▶ **Given information**
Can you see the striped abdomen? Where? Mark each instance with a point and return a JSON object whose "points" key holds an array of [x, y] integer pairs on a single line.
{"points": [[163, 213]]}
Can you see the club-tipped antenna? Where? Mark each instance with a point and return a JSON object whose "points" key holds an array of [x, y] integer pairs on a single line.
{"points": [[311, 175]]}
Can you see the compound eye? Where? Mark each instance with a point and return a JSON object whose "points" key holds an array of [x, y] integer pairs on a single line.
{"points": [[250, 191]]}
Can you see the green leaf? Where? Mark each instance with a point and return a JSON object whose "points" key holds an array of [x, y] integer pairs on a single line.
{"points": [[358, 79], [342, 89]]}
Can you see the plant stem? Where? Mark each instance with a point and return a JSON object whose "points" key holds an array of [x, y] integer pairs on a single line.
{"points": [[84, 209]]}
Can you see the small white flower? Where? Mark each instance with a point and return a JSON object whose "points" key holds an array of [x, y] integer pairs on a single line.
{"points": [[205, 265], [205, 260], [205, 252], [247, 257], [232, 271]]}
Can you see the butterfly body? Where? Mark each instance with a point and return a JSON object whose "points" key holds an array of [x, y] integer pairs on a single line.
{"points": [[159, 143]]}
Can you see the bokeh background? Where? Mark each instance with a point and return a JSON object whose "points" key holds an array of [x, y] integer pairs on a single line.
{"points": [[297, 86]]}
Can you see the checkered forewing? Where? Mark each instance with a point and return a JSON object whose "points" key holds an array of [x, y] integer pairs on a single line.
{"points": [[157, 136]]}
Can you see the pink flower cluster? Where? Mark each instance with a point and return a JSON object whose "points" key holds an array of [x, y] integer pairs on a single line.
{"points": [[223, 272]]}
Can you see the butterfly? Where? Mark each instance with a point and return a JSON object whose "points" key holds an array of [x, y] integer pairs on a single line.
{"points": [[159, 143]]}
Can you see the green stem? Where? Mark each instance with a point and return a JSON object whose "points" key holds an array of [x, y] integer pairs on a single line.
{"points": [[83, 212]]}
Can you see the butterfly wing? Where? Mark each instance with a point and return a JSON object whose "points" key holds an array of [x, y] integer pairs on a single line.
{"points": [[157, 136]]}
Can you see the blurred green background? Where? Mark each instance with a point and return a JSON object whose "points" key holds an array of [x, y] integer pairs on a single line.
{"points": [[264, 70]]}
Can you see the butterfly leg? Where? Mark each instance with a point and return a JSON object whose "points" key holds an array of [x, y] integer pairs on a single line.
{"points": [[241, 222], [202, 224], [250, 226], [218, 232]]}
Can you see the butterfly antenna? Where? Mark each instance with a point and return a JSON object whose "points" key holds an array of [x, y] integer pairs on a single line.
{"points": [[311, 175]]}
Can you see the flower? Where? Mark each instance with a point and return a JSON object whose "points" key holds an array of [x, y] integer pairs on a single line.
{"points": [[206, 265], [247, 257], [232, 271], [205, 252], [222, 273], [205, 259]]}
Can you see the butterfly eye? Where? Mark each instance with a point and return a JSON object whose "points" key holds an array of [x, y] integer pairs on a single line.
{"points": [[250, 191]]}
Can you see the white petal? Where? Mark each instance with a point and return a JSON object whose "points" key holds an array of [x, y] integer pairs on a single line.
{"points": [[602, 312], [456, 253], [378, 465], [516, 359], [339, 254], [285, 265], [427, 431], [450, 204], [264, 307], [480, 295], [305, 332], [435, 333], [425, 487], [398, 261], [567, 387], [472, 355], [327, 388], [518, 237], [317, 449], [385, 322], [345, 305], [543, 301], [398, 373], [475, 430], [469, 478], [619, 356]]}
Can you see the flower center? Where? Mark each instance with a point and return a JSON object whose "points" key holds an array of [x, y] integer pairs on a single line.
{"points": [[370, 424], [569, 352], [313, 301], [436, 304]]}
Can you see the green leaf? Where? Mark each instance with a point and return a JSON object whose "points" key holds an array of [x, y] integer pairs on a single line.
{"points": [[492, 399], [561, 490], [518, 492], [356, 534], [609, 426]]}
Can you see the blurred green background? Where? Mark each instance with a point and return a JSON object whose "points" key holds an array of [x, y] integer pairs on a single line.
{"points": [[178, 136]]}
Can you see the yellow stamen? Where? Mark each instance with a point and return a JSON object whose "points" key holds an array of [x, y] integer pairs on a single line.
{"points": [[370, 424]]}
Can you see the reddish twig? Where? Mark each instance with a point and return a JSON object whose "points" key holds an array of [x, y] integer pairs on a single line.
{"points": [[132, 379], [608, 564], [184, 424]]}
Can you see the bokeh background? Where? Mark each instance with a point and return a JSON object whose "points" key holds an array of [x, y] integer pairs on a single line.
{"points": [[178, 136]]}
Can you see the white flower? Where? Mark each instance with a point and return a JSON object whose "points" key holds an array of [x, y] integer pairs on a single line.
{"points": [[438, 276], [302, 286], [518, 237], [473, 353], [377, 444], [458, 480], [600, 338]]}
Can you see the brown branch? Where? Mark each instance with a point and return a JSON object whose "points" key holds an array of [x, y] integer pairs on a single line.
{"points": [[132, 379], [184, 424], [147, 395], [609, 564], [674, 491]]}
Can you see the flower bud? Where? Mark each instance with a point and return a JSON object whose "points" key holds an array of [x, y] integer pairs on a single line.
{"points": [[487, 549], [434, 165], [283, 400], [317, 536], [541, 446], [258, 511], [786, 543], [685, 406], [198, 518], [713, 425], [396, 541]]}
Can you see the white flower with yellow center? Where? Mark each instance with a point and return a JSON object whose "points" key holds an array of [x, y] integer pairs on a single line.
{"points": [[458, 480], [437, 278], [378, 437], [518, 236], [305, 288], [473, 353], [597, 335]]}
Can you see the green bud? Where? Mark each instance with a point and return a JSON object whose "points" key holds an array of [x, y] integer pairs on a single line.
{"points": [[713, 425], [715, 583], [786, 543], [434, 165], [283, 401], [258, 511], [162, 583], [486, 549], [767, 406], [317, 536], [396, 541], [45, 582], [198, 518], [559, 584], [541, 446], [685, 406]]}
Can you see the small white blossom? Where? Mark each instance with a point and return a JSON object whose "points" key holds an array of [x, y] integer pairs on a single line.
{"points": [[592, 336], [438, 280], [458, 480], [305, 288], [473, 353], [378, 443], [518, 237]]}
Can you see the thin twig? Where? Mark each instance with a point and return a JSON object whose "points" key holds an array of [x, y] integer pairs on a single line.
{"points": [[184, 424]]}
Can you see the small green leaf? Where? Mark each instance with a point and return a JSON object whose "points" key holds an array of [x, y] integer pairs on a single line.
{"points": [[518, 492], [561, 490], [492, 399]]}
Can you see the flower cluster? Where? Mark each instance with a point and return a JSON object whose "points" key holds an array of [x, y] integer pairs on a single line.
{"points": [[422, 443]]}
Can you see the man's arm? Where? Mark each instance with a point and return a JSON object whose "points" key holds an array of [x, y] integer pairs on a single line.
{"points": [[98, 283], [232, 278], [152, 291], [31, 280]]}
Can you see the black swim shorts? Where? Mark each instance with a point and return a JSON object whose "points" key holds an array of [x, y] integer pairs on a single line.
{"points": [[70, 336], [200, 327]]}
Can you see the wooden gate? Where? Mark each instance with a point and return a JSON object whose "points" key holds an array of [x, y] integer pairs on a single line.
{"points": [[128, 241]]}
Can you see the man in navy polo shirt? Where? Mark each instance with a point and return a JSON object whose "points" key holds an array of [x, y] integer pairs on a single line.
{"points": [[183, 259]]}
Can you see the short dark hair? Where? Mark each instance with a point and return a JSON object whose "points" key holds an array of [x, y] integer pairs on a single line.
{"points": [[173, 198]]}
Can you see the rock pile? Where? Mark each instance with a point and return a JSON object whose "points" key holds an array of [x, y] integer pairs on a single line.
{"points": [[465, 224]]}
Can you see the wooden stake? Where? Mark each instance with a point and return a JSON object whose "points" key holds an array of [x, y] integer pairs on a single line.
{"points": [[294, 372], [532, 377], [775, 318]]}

▶ **Requirement**
Copy the data above word for word, beginning at the line that contains "Can you see the man in" and continuing through the final line of the data.

▶ **Right answer**
Can you see the man in navy polo shirt? Where? Mark each instance with a point and return a JSON object whose "points" key holds an array of [x, y] integer pairs on a single line.
{"points": [[183, 259]]}
Can you see the short dark hair? Where? Mark each instance with a point and return a JSON object whose "points" key holds an array of [x, y] integer pairs on a single line.
{"points": [[173, 198]]}
Can you see the rock pile? Where? Mark each instance with a point and return a JSON object whose "points" key holds an array of [x, y] integer pairs on a single line.
{"points": [[465, 224]]}
Can you see the wooden stake? Where? Mark each instance with a point and return a JSON object whose "points" key holds an array of [x, y] integer pairs on a single line.
{"points": [[294, 372], [532, 377], [775, 318]]}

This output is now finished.